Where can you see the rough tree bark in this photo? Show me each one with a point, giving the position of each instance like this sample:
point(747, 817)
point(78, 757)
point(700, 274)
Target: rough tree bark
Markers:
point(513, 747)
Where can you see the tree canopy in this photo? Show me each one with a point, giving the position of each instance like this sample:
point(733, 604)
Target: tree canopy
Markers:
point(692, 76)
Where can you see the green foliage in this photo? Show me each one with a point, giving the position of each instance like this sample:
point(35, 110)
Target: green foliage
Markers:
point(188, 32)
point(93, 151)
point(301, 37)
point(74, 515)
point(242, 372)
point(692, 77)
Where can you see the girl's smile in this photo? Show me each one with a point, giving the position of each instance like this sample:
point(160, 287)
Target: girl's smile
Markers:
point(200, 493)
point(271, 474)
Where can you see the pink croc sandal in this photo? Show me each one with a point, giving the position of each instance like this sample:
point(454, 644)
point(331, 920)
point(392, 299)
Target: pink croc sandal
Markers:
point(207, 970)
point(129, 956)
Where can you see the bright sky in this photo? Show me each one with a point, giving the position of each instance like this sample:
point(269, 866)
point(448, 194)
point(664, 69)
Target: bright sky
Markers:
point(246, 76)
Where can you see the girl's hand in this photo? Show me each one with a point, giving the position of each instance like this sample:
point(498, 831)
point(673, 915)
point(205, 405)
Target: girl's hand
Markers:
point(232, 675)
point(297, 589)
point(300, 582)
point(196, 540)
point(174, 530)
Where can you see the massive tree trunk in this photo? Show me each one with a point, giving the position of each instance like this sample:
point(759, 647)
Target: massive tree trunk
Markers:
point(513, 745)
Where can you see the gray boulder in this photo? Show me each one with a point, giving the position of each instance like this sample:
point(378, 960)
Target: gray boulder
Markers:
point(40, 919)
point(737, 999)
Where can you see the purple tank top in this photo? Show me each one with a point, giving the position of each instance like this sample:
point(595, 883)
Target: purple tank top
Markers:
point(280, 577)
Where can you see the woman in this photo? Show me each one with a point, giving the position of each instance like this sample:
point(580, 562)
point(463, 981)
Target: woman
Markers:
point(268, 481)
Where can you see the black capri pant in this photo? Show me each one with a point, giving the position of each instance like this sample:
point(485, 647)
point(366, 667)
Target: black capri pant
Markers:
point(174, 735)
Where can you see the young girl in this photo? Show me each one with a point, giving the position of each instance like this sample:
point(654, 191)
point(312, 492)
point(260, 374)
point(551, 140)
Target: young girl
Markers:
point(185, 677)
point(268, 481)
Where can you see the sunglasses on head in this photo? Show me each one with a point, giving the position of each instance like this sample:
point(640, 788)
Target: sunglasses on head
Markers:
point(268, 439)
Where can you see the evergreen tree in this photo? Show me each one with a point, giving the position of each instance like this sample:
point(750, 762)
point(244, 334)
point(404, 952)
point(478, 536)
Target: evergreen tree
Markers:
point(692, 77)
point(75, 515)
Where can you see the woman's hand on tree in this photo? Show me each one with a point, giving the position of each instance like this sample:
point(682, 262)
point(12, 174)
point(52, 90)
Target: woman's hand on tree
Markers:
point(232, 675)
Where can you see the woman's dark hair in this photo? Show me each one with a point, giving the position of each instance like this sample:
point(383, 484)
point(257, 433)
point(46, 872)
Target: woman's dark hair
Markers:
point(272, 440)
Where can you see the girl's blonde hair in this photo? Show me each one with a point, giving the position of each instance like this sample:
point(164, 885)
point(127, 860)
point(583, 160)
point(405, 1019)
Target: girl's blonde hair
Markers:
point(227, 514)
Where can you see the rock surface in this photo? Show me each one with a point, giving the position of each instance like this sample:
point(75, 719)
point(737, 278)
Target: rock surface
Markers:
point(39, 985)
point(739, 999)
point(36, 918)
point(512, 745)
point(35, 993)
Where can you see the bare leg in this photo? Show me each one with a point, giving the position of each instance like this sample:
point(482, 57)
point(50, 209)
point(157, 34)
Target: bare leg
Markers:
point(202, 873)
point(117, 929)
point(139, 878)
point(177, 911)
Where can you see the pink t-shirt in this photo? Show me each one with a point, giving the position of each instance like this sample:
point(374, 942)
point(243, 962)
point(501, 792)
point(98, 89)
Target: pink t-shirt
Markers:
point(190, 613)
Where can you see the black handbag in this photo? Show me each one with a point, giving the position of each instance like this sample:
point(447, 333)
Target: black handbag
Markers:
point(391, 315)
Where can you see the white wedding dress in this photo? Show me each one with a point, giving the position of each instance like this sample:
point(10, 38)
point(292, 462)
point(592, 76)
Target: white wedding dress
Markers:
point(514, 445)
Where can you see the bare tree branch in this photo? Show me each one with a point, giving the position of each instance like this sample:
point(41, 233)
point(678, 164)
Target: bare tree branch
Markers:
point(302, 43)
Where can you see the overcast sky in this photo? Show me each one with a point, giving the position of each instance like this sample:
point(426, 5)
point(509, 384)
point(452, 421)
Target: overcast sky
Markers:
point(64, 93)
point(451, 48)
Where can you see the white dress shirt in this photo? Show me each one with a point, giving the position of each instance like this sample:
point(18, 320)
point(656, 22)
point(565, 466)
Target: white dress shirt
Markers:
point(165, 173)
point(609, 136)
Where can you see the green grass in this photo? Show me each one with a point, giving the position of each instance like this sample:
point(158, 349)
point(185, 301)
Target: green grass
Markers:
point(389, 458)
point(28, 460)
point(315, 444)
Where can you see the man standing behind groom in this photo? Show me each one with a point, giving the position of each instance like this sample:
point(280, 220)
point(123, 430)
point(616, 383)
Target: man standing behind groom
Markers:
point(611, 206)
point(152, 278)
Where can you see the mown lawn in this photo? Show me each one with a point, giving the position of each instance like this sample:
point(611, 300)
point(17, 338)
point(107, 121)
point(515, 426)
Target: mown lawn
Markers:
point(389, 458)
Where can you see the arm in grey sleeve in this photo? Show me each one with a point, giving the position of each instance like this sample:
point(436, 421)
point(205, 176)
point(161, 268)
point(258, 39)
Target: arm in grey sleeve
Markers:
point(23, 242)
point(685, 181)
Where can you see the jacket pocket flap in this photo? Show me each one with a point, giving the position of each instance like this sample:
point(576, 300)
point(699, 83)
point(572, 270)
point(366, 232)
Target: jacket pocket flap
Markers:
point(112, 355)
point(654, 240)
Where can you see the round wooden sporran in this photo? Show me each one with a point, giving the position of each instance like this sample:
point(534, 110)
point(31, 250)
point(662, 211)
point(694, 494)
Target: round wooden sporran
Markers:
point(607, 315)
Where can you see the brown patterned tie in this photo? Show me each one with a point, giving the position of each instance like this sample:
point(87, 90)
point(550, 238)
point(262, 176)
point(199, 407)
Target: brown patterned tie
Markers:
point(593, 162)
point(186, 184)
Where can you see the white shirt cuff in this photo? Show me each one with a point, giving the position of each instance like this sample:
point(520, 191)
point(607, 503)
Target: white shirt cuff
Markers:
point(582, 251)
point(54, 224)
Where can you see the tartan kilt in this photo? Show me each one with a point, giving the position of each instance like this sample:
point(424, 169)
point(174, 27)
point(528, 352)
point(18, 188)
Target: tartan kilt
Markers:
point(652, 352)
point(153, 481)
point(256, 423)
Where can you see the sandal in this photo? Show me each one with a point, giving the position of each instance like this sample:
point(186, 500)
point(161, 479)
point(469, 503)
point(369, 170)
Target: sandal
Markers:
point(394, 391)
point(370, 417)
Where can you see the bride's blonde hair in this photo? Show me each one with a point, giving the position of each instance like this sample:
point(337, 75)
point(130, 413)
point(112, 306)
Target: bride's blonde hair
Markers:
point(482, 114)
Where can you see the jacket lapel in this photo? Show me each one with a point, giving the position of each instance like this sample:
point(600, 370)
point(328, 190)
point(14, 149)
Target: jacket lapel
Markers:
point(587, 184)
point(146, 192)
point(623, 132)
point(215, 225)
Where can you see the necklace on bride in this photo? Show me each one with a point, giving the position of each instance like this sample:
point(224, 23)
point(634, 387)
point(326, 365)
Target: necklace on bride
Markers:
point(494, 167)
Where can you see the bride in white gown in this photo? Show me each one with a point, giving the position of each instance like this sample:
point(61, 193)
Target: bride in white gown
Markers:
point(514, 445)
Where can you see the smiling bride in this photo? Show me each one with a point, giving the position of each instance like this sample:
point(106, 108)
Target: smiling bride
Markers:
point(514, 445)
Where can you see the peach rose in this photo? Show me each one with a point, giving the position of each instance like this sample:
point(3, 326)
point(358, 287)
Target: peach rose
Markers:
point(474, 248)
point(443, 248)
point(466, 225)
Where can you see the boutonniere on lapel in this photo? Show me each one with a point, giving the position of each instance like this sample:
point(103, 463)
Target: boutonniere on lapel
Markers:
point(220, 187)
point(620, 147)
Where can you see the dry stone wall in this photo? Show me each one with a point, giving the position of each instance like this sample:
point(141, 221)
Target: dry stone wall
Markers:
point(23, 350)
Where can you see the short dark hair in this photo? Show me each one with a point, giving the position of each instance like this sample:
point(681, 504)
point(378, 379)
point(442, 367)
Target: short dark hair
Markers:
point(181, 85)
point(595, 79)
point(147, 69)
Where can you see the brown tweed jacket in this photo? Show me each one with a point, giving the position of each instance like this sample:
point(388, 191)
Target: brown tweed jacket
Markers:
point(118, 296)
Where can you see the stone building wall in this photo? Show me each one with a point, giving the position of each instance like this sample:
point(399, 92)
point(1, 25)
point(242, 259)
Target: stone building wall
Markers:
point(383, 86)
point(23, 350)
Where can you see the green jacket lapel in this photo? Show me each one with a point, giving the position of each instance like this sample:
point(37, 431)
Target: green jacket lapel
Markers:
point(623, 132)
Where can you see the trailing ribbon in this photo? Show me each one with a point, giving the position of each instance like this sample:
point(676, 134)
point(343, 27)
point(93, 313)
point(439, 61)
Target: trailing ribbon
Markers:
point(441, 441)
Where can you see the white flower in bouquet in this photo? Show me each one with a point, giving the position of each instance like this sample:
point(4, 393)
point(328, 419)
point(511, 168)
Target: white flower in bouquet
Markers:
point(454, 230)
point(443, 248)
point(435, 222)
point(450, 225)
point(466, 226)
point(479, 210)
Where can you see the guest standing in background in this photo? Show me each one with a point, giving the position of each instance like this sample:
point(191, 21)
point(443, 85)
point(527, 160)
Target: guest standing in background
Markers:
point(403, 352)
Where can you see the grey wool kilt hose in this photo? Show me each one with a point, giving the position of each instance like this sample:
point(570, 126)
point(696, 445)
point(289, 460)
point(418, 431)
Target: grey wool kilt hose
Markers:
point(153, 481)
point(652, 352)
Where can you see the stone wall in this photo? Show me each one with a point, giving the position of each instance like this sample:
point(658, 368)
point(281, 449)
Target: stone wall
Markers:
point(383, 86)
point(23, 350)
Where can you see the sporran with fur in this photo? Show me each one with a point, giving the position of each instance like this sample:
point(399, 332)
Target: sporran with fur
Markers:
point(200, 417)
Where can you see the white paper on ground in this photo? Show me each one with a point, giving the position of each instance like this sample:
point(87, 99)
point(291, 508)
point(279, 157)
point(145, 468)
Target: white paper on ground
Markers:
########################################
• **WRITTEN INSTRUCTION**: Reproduce the lines starting at the first one and ending at the line that contains "point(271, 474)", swapping "foliage" for "leaves" and leaving everything else unchanged.

• **WRITTEN RESPONSE**:
Where can you see the rough tree bark in this photo? Show me each one with a point, giving the position of each instance like this sample:
point(747, 817)
point(78, 757)
point(700, 274)
Target: rough tree bark
Markers:
point(513, 747)
Where can you see the tree canopy in this photo? Show me each one with a point, giving the position of each instance like this sample:
point(733, 604)
Target: tree canopy
Markers:
point(692, 76)
Where can you see the green leaves in this photo? Show me each one with a point, giving the position of each instance like this sample:
point(35, 110)
Target: green leaves
Markers:
point(188, 32)
point(93, 151)
point(301, 37)
point(74, 515)
point(242, 372)
point(692, 77)
Where can you see the girl's smile in this photo? Show me each one with a point, giving the position of each instance like this sample:
point(160, 287)
Target: girl's smile
Markers:
point(200, 493)
point(271, 474)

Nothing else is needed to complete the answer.